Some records
◆ ◆ ◆ ◆
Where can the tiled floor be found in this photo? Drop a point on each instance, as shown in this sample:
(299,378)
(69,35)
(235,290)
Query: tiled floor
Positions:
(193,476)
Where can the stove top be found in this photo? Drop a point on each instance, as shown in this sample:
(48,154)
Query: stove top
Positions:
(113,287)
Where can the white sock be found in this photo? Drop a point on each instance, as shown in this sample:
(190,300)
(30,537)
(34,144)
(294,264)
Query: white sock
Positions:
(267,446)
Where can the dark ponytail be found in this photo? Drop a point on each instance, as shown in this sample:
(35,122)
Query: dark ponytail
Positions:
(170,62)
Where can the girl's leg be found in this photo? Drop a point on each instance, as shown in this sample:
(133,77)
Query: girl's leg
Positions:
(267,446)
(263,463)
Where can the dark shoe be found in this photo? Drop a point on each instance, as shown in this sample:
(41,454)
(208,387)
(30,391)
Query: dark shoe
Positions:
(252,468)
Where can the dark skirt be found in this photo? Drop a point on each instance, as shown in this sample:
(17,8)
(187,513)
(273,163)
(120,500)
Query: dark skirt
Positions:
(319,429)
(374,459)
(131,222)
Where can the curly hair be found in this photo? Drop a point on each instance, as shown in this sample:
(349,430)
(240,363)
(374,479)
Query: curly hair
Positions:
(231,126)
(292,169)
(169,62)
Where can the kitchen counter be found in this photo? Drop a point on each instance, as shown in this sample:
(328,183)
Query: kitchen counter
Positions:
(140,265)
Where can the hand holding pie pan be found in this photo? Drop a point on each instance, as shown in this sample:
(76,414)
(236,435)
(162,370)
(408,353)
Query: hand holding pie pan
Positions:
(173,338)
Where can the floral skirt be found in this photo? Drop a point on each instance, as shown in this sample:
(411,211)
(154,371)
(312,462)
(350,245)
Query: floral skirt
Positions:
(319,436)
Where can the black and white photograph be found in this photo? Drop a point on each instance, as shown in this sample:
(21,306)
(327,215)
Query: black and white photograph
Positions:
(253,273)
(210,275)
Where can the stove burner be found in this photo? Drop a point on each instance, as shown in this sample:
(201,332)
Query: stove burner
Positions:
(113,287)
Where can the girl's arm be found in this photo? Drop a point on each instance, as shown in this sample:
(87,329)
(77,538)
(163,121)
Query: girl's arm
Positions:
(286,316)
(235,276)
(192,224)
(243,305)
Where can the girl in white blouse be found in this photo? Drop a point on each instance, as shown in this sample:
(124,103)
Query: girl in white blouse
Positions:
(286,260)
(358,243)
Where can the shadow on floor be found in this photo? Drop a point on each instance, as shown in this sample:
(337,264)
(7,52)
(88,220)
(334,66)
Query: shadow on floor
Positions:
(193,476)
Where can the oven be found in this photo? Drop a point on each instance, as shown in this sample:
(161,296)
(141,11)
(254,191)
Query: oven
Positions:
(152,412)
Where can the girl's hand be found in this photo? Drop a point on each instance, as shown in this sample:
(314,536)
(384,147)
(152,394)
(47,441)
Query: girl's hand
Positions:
◆ ◆ ◆ ◆
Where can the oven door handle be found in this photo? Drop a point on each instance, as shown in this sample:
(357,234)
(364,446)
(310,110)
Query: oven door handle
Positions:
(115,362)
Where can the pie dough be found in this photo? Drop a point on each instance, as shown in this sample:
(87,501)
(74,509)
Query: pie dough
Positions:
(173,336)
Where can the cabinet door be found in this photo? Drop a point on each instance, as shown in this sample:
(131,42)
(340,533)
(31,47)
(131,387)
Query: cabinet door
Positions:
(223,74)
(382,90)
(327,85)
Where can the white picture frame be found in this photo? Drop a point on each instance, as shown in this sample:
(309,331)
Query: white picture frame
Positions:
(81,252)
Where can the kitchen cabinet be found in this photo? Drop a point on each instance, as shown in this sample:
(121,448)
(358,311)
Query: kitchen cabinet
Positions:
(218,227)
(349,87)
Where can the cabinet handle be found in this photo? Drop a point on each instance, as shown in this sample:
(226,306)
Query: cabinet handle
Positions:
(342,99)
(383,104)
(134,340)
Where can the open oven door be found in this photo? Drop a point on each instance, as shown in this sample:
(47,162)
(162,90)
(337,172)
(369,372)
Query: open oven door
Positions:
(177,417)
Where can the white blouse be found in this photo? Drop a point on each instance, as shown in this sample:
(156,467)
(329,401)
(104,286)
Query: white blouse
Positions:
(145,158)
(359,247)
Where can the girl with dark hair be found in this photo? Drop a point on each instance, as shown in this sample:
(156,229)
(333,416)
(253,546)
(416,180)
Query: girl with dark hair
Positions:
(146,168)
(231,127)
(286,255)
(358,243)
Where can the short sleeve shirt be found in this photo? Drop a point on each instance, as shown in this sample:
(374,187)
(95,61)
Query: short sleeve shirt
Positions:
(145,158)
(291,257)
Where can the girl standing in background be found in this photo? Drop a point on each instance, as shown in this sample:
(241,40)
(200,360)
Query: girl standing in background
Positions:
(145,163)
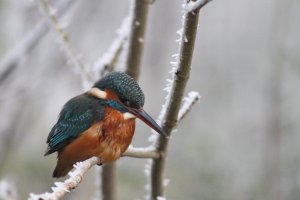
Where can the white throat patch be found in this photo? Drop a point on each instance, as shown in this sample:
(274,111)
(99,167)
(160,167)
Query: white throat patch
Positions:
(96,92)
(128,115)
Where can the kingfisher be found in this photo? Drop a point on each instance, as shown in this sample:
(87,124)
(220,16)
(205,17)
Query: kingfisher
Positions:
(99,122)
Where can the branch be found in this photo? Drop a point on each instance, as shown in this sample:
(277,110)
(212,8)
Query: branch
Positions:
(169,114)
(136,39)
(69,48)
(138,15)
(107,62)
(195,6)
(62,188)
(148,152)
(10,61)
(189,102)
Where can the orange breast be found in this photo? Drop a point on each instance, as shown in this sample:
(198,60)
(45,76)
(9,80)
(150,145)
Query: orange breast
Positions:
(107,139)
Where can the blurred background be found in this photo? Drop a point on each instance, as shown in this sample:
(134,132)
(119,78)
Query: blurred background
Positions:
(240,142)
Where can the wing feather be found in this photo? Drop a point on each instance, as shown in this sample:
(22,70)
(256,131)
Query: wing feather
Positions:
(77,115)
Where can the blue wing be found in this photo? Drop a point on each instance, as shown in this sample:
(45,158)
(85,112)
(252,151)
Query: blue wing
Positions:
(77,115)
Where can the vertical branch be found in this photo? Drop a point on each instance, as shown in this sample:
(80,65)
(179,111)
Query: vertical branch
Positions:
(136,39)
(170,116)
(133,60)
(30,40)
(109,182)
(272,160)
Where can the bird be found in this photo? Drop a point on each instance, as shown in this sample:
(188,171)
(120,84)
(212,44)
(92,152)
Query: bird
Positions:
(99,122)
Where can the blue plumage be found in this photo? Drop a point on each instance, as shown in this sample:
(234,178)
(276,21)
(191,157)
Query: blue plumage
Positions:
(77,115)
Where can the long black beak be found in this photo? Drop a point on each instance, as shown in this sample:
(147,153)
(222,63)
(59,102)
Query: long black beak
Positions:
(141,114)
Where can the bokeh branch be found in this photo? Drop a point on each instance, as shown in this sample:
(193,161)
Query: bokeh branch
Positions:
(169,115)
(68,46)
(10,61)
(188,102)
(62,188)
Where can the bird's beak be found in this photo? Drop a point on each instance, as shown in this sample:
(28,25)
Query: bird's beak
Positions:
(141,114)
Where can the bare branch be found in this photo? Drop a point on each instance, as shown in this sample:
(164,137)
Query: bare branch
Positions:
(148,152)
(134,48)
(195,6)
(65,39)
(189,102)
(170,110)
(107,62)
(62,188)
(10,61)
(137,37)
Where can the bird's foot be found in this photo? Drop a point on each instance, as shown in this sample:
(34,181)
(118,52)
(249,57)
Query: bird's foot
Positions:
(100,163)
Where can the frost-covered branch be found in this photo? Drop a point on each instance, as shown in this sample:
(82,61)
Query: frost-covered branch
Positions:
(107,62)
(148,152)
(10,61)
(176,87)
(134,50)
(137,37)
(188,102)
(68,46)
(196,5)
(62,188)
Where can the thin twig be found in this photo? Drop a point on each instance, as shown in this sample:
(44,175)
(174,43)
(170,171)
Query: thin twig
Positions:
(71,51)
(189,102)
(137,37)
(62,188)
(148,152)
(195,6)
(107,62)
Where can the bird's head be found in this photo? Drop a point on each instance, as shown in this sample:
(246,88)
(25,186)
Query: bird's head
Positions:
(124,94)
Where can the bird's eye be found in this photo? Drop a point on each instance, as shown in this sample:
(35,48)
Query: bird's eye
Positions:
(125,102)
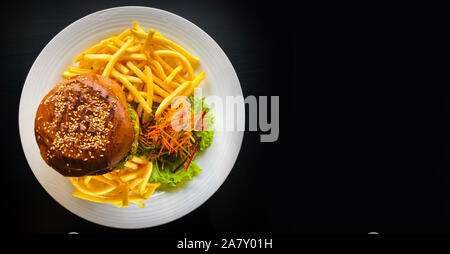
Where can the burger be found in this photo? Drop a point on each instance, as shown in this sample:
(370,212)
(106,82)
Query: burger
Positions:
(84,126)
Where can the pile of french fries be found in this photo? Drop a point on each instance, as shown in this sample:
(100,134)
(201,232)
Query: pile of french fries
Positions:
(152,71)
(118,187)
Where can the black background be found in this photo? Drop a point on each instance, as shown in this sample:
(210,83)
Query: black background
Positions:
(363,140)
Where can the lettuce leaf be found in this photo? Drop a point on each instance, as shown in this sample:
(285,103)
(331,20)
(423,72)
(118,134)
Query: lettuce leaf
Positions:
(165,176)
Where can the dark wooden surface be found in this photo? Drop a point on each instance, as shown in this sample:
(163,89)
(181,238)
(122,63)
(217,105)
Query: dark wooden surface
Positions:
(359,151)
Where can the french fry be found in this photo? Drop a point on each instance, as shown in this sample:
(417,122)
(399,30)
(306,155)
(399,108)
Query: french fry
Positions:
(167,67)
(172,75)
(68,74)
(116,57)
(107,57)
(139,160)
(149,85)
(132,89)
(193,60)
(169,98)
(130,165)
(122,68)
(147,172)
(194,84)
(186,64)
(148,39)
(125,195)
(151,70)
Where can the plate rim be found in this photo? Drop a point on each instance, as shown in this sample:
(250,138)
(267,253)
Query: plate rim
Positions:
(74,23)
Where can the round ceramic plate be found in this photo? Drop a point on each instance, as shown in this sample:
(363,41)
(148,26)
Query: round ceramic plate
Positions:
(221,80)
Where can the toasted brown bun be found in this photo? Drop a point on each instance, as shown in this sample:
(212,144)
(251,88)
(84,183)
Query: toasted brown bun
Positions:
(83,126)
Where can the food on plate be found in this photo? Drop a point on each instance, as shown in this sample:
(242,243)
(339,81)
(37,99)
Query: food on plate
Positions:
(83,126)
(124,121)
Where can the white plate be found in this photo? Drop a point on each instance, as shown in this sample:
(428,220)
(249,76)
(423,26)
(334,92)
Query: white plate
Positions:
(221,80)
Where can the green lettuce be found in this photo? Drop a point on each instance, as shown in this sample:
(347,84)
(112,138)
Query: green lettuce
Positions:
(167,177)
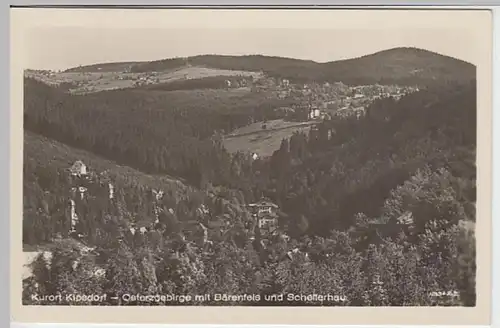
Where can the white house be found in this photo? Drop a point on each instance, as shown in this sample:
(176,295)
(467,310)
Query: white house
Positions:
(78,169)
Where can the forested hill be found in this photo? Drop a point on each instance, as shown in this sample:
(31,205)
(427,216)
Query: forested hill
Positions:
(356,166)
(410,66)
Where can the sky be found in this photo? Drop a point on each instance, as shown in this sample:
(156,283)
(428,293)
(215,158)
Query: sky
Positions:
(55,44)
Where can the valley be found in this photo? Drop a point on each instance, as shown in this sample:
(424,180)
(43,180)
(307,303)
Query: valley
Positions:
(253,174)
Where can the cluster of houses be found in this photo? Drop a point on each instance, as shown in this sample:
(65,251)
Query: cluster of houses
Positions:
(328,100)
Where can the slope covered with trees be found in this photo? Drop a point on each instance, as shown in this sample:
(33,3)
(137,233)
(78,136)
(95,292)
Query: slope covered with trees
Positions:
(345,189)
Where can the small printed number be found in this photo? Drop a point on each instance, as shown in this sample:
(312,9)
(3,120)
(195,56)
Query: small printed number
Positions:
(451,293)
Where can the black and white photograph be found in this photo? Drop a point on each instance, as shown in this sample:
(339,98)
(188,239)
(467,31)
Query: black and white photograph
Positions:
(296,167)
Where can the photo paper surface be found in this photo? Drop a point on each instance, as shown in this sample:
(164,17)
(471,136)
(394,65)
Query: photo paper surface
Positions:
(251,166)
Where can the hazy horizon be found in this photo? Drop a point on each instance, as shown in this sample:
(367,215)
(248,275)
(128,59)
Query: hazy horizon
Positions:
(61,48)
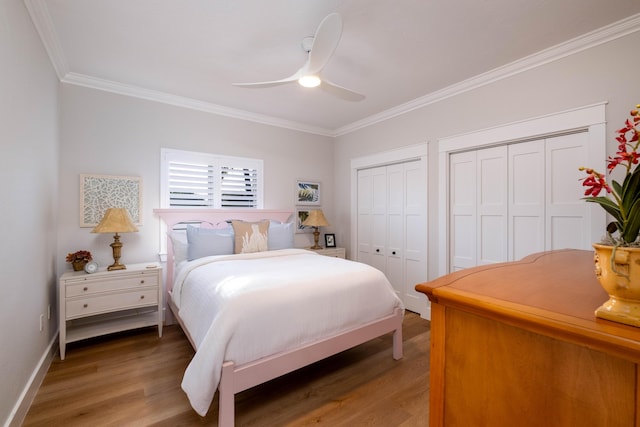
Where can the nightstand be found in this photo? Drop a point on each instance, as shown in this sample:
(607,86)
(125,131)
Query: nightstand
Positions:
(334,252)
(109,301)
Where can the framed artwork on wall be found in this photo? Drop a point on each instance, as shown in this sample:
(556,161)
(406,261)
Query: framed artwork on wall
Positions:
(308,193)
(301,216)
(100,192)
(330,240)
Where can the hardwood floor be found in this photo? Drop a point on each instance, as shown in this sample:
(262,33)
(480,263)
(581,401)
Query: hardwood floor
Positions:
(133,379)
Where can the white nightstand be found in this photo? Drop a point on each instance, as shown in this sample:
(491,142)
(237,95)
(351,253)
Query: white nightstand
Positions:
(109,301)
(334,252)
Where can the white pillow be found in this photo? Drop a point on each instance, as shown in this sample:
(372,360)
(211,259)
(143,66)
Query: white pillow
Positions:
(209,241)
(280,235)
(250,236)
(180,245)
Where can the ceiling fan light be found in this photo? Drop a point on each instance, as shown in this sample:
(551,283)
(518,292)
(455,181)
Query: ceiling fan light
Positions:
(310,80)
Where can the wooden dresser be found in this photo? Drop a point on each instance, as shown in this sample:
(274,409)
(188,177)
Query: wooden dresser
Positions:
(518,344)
◆ ◆ ◆ ◆
* [Exercise]:
In how many lines of the items above does the string "bare" appear, counting only matches with the same letter case? Reply with the number alone.

* [Written reply]:
2